**Task to carry out**
Only one stretch of the data below should be repeated: the lines from the line containing "<point>117,122</point>" through the line containing "Where can you find the person walking away?", inclusive, exactly as they are.

**Provided records**
┌────────
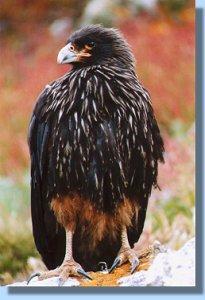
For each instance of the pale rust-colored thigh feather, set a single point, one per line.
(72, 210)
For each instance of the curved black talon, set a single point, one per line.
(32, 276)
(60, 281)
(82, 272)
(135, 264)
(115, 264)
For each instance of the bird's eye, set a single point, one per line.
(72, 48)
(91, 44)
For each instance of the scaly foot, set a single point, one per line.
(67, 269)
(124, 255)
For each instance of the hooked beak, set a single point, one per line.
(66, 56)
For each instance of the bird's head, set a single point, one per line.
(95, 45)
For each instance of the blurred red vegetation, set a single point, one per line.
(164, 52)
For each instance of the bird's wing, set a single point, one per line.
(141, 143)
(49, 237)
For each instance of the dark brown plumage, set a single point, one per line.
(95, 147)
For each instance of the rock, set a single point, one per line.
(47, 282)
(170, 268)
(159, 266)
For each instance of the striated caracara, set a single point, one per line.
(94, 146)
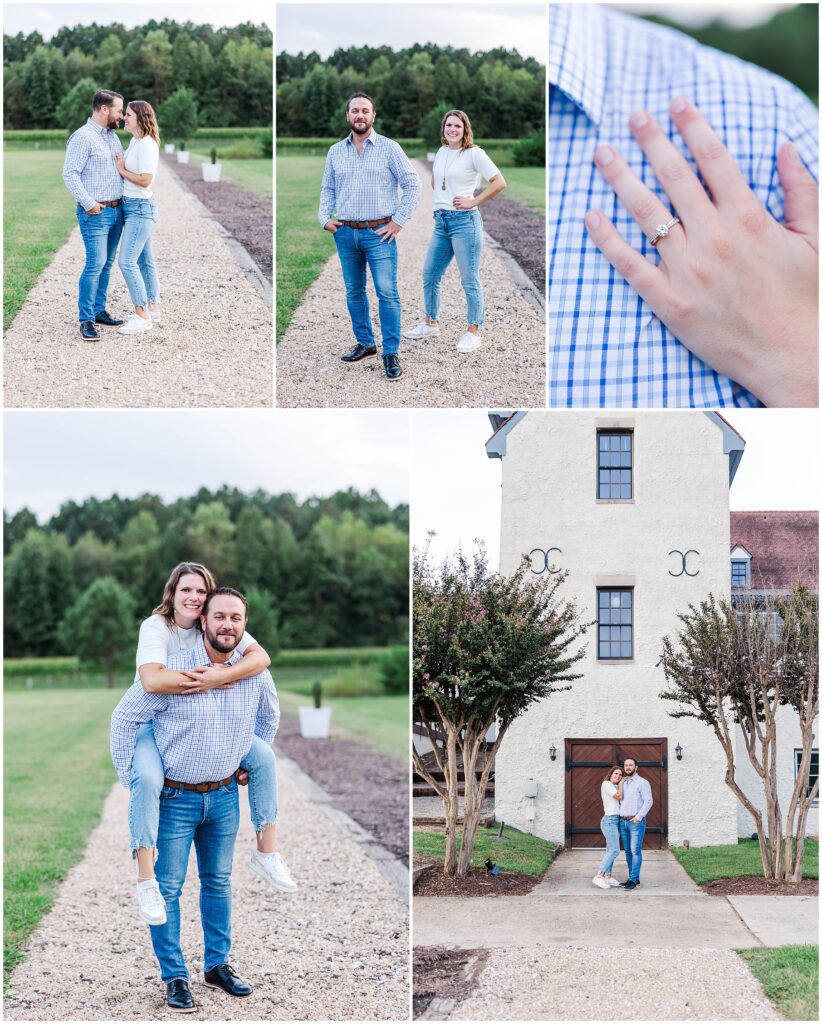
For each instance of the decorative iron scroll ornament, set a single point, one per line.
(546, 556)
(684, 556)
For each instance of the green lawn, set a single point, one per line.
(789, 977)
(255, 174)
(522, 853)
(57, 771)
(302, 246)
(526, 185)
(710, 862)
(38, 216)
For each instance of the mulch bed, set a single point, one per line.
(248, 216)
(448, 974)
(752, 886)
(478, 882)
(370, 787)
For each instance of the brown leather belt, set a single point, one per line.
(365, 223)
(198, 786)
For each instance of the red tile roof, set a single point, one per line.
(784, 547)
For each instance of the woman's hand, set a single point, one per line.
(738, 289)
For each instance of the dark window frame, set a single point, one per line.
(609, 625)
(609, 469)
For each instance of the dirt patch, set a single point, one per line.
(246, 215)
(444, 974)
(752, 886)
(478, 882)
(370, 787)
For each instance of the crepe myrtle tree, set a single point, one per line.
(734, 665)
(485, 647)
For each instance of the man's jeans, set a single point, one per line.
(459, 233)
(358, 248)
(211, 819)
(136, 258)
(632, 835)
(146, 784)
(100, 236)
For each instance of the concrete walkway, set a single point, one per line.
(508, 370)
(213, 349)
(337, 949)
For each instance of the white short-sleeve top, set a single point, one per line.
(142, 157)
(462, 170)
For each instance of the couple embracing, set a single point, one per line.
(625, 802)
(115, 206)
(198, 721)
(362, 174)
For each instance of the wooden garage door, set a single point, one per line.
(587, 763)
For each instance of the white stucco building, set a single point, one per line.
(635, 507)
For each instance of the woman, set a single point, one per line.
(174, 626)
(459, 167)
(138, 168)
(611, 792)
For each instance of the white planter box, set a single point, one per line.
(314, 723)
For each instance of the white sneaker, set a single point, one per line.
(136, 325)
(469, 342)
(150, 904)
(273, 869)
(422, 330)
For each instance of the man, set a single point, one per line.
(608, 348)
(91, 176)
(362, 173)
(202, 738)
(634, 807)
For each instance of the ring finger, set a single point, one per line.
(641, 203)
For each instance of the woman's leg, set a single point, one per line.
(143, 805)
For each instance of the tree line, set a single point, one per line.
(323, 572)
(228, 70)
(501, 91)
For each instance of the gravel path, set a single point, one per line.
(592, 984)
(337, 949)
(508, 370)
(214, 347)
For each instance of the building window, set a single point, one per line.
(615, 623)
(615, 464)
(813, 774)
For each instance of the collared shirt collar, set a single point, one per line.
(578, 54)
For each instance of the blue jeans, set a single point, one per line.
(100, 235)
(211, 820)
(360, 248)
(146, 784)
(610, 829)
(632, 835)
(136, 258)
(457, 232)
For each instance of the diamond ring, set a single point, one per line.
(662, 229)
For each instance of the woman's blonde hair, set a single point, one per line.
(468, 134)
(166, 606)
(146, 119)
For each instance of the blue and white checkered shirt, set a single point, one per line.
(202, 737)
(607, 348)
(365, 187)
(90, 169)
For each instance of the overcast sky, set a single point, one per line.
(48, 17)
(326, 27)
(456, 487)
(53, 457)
└────────
┌────────
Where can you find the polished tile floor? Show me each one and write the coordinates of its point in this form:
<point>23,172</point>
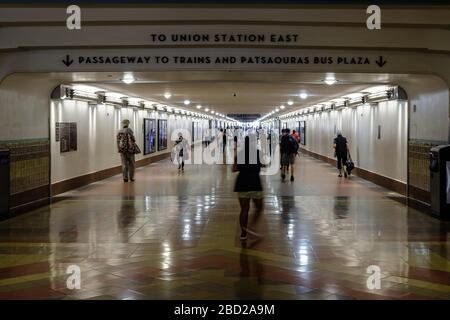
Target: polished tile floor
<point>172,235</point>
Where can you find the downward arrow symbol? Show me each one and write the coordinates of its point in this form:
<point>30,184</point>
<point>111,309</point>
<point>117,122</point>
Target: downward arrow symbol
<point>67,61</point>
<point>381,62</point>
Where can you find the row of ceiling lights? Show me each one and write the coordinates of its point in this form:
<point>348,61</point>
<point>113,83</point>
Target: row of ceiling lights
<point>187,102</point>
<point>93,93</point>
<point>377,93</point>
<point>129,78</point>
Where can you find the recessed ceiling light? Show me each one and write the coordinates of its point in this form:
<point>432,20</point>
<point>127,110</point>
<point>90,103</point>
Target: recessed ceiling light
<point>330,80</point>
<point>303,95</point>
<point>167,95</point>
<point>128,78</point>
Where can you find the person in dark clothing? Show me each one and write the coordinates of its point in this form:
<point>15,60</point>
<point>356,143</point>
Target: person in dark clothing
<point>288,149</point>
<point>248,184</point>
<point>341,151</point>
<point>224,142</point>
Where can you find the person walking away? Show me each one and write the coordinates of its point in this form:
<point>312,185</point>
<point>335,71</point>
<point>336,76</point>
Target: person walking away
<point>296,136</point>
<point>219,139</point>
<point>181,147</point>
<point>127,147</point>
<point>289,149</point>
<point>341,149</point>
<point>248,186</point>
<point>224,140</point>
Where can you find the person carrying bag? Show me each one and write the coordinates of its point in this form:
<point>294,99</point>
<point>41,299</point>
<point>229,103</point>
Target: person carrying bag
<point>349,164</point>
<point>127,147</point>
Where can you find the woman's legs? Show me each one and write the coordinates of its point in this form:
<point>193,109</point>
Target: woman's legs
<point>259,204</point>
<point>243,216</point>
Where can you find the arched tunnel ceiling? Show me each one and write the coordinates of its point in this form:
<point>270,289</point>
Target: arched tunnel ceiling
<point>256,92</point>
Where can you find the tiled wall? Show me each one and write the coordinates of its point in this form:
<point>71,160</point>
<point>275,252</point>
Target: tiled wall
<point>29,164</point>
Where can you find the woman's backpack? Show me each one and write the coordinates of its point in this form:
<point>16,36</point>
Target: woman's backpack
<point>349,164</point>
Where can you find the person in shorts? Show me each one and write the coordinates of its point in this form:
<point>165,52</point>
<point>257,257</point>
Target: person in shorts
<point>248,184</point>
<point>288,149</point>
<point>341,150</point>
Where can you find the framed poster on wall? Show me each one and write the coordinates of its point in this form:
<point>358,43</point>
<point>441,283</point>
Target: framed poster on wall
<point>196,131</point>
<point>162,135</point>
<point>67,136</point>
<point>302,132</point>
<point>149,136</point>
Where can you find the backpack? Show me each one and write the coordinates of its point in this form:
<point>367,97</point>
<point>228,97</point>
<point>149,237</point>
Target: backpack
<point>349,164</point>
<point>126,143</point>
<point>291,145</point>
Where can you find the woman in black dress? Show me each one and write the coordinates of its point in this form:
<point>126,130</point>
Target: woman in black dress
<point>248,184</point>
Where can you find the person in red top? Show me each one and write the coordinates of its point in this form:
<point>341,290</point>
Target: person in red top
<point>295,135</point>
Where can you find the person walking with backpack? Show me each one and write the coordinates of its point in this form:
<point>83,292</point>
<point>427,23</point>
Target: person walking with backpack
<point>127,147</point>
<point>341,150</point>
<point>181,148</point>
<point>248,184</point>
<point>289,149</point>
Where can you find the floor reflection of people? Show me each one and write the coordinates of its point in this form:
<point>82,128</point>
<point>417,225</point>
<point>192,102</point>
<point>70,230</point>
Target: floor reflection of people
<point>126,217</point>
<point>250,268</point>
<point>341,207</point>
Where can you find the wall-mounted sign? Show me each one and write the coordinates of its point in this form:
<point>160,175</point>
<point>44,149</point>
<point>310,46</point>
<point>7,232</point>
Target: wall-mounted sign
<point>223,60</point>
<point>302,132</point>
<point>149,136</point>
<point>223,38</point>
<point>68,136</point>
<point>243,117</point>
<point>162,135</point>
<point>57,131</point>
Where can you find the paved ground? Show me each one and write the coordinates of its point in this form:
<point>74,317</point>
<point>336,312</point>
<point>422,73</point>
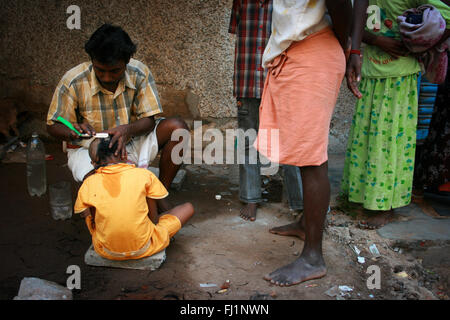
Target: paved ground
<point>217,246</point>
└────────
**Task result**
<point>117,122</point>
Target: downward arrow symbol
<point>67,61</point>
<point>381,62</point>
Where can you find the row of ceiling lights? Show me each one and write the coordinates of its point in this form:
<point>348,61</point>
<point>113,83</point>
Target: row of ceiling lights
<point>187,102</point>
<point>93,93</point>
<point>377,93</point>
<point>129,78</point>
Where can you find the recessed ceiling light? Show me each one and write the coordinates of its point in this form:
<point>432,20</point>
<point>127,110</point>
<point>90,103</point>
Target: recessed ceiling light
<point>330,80</point>
<point>303,95</point>
<point>167,95</point>
<point>128,78</point>
Where can you find the person in dark clothing? Show me each one and write the coordinates of its point in this form:
<point>15,60</point>
<point>356,143</point>
Target: person in dark clothing
<point>288,149</point>
<point>248,184</point>
<point>341,151</point>
<point>224,142</point>
Where can you find the person walking away? Show me each one and write the coordinates of its point in this form:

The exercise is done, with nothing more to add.